> **Description of the task**
Repeat the records word for word.

Top of Data records

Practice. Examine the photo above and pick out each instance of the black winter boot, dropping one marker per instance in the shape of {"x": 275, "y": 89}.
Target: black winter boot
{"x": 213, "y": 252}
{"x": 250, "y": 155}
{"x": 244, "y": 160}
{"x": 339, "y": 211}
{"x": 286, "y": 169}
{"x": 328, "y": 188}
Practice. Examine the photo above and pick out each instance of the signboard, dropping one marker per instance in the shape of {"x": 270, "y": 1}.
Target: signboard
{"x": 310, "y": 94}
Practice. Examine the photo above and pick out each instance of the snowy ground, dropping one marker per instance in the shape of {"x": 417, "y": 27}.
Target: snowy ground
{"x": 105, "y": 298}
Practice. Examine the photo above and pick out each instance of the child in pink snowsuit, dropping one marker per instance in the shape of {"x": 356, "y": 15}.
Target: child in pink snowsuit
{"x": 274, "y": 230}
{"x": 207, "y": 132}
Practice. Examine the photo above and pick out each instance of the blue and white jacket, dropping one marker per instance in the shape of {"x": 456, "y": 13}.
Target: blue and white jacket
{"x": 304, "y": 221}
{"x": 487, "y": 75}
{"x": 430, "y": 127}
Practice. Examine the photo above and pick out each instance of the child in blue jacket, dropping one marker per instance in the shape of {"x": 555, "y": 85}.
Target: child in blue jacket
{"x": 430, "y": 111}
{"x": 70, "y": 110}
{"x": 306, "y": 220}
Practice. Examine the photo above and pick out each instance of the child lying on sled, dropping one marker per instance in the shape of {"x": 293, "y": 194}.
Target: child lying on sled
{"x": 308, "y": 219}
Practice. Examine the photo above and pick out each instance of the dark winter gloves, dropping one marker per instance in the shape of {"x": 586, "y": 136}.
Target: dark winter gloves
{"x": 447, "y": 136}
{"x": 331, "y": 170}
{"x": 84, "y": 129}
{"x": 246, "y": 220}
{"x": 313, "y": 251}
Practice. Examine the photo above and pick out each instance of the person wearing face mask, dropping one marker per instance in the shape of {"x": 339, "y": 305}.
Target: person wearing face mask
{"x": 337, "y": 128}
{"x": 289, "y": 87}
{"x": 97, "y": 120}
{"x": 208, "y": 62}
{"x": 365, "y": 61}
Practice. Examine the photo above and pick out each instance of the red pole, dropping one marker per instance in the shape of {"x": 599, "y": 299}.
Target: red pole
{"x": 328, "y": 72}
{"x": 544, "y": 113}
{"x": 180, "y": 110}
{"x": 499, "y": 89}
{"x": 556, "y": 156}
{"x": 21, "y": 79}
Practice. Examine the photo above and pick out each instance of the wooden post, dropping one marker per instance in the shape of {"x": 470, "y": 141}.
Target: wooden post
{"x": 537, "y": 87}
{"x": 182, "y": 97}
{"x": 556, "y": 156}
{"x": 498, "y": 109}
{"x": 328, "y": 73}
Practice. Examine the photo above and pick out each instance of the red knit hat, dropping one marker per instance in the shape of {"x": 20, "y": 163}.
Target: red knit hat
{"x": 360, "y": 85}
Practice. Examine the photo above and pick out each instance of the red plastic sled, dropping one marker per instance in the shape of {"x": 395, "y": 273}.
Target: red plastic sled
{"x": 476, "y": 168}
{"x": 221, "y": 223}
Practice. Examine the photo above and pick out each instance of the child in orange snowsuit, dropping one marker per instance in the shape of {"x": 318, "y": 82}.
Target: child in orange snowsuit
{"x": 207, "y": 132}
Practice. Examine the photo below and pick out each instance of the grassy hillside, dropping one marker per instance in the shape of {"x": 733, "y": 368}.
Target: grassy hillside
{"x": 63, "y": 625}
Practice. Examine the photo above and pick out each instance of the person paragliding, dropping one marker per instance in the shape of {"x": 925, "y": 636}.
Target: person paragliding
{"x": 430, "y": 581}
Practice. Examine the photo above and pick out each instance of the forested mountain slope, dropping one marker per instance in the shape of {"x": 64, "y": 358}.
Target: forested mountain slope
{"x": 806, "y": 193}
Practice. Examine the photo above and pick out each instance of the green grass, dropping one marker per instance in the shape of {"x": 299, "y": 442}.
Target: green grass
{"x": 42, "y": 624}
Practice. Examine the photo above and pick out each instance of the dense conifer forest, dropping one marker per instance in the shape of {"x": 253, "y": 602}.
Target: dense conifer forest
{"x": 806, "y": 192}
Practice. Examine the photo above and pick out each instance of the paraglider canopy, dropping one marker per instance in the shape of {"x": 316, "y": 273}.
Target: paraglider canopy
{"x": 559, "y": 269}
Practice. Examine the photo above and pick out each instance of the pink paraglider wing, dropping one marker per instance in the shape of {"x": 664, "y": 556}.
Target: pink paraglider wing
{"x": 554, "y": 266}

Bottom of Data records

> **Written response**
Practice. Examine the photo above and pick out each instance of the black winter boot, dropping one marker per instance in the shape of {"x": 275, "y": 89}.
Target: black winter boot
{"x": 213, "y": 252}
{"x": 250, "y": 155}
{"x": 244, "y": 160}
{"x": 339, "y": 211}
{"x": 286, "y": 169}
{"x": 328, "y": 188}
Practice. Examine the photo above and pick out each instance of the signboard, dropping one marker per instance in the shape of {"x": 270, "y": 1}.
Target: signboard
{"x": 310, "y": 94}
Practice. Examine the photo above and pick out each instance of the snowy ground, dropping one marker per instance in the shape of {"x": 417, "y": 27}.
Target: snowy ground
{"x": 105, "y": 298}
Practice. Examine the photo above and pick out each instance of the child in pink snowsuit, dropping one marker per instance in the shape of {"x": 356, "y": 15}.
Target: child in pink snowsuit
{"x": 274, "y": 230}
{"x": 207, "y": 132}
Practice. Examine the photo above and pick out each instance of the blue and white jacket, dropping one marker per instance in the shape of {"x": 456, "y": 13}.
Target: blue and white jacket
{"x": 304, "y": 221}
{"x": 487, "y": 75}
{"x": 430, "y": 127}
Practice. Examine the photo above and pick out each instance of the child in blue jacket, dropping one marker per instance in the shape of {"x": 555, "y": 85}.
Target: child in blue jacket
{"x": 430, "y": 111}
{"x": 70, "y": 110}
{"x": 306, "y": 220}
Practice. Examine the photo above and pick out each instance of the child lying on sled, dropping one marker per instance in the shape of {"x": 293, "y": 194}.
Target: child lying on sled
{"x": 308, "y": 219}
Practice. Examine the photo above and pick out each instance of the dark winter gloves, dropping one marker per instance in the shape of {"x": 586, "y": 136}.
Target: dark winter gloves
{"x": 447, "y": 136}
{"x": 331, "y": 170}
{"x": 84, "y": 129}
{"x": 246, "y": 220}
{"x": 313, "y": 251}
Practice. Examine the photo above and pick out each instance of the person wearing face mask, dropping one marker per instance in the shape of {"x": 339, "y": 305}.
Target: person wearing face mask
{"x": 337, "y": 128}
{"x": 289, "y": 87}
{"x": 97, "y": 120}
{"x": 208, "y": 62}
{"x": 365, "y": 61}
Practice. Examine the photo above and pick out each instance of the red pole, dropping one marker per instance in the shape of {"x": 599, "y": 299}.
Target: red pole
{"x": 328, "y": 72}
{"x": 544, "y": 113}
{"x": 180, "y": 110}
{"x": 499, "y": 89}
{"x": 556, "y": 156}
{"x": 21, "y": 79}
Practice. Examine the photo above and pick out each instance of the wooden post, dropping one marker per instance in the shape of {"x": 470, "y": 141}.
Target: wooden post
{"x": 537, "y": 87}
{"x": 182, "y": 97}
{"x": 556, "y": 156}
{"x": 498, "y": 109}
{"x": 328, "y": 73}
Practice. Examine the photo above and pick out each instance of the red knit hat, dropping one marker per instance in the shape of {"x": 20, "y": 163}.
Target: red knit hat
{"x": 360, "y": 85}
Practice. Examine the photo above and pick out each instance of the red plastic sled, dropping one marker per instance in the shape of {"x": 395, "y": 273}.
Target: red plastic sled
{"x": 476, "y": 168}
{"x": 221, "y": 223}
Practice. Examine the photo above and pick out each instance of the child in orange snowsuit, dropping one marker per instance in the shape of {"x": 318, "y": 82}.
Target: child in orange snowsuit
{"x": 207, "y": 132}
Practice. Examine the photo below and pick out each instance of the grassy hillside, dropping one marker per instance in the shape of {"x": 733, "y": 368}.
Target: grassy hillside
{"x": 63, "y": 625}
Practice. Examine the photo above and pick out each instance of the person paragliding, dropping one marker per instance in the shape of {"x": 925, "y": 636}.
Target: person paragliding
{"x": 430, "y": 581}
Practice. Examine the photo above and pick out each instance of the forested mountain slope, dropping one marker per instance in the shape of {"x": 64, "y": 358}.
Target: forested mountain slope
{"x": 806, "y": 193}
Practice. Examine the photo above and pick out each instance of the green grass, dropping one marker per instance in the shape of {"x": 299, "y": 442}.
Target: green grass
{"x": 42, "y": 624}
Practice. Examine the photo above and pick out each instance of the dense conifer forest, dropping one marker per instance in the shape of {"x": 253, "y": 602}.
Target: dense conifer forest
{"x": 806, "y": 192}
Practice. Examine the photo above and pick out each instance of the paraglider canopy, dropping one marker per instance in the shape of {"x": 316, "y": 273}.
Target: paraglider canopy
{"x": 559, "y": 269}
Practice. Examine the photo above and pick out each instance of the pink paraglider wing, dropping one marker per instance in the shape of {"x": 664, "y": 556}.
Target: pink paraglider wing
{"x": 554, "y": 266}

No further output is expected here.